## Available records
# # # #
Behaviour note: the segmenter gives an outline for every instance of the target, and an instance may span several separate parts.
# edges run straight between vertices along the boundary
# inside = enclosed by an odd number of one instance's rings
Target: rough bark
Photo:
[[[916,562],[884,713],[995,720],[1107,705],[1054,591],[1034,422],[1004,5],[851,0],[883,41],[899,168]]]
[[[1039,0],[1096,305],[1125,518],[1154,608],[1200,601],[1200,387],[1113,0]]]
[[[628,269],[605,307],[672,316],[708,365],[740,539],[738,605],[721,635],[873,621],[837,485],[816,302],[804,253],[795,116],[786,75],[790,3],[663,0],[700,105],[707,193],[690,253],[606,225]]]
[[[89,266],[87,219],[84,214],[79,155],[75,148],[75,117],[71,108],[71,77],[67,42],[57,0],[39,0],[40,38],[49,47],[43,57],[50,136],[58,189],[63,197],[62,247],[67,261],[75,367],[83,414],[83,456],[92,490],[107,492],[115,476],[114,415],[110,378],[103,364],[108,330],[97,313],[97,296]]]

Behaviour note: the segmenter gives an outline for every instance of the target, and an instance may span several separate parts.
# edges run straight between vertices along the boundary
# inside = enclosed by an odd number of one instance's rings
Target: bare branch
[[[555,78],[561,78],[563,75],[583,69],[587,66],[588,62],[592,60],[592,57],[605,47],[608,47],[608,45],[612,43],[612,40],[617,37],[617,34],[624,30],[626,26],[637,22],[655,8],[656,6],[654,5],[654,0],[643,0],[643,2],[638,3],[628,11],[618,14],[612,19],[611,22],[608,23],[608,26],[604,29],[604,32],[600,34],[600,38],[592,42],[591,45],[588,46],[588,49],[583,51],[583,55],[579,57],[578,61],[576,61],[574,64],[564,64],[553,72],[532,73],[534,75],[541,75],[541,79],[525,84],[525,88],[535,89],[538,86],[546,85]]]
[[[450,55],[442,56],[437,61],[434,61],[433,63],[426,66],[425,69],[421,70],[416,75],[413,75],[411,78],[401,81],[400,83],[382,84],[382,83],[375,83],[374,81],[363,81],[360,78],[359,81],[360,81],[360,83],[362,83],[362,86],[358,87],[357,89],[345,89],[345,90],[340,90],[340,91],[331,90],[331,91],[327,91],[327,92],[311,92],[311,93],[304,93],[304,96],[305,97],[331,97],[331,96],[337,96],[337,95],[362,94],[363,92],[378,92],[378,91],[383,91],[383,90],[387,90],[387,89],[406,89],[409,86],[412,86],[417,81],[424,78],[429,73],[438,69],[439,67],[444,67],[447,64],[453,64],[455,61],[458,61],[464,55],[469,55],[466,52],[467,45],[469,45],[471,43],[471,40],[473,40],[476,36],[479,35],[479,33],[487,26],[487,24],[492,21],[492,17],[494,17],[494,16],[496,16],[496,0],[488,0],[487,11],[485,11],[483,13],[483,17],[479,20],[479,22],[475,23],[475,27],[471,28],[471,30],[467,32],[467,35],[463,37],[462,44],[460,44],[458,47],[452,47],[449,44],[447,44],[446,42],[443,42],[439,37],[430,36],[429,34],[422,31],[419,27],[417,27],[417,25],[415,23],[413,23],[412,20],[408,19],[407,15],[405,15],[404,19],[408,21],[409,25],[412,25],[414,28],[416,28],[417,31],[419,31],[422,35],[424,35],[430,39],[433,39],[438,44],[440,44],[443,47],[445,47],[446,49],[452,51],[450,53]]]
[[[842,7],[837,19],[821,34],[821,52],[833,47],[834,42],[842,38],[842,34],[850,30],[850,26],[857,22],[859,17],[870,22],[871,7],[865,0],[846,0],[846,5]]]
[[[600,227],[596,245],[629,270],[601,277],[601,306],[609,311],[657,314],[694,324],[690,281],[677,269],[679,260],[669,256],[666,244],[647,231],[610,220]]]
# # # #
## Problem requirements
Please set down again, word for word, only the lines from the start of the entries through the line with "Target: rough bark", both ends included.

## Output of the exercise
Behaviour note: the segmenter gives an outline for every instance of the target, and an instance may span several separate parts.
# edges run straight between vertices along the boundary
# inside = enclosed by an odd number of one instance's rings
Target: rough bark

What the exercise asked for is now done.